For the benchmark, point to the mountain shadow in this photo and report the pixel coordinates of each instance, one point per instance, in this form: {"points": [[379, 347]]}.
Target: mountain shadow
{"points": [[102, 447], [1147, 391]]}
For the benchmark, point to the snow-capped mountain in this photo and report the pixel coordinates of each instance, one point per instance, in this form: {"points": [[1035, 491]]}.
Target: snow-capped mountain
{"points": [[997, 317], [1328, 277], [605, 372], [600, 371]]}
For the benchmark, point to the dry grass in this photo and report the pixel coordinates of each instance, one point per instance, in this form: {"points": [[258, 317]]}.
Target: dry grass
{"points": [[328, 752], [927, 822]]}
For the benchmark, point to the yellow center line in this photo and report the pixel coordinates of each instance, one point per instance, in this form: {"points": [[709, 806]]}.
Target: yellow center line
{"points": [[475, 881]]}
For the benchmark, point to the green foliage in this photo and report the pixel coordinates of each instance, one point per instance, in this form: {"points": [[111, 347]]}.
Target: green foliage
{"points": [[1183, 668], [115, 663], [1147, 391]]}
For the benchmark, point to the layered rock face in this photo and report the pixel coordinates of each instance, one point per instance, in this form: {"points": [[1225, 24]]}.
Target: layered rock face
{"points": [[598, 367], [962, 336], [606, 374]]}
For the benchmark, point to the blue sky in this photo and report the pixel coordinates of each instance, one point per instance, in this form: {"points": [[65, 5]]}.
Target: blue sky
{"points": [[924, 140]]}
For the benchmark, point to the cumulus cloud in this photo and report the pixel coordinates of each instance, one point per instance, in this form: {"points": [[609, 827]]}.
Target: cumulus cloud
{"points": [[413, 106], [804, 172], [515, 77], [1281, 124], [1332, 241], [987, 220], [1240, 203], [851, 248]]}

» TASK TO COMPLETE:
Return, word for word, the part of the material starting at the line that contains "For the benchmark, point to the blue" and ending with the last line of the material, both ends included.

» TASK OUTPUT:
For the benchmark, point to the blue sky in this photo and report the pixel coordinates of each instance, one point per instance, in this form: {"points": [[65, 5]]}.
Target: blue sky
{"points": [[924, 140]]}
For the benchmark, point to the cumulus cloud in this photo and report the pixel coordinates of each instance, one point per instance, in this form: {"points": [[609, 827]]}.
Target: cumulus cloud
{"points": [[413, 106], [804, 172], [515, 77], [1281, 124], [1332, 241], [987, 220], [1240, 203], [851, 248]]}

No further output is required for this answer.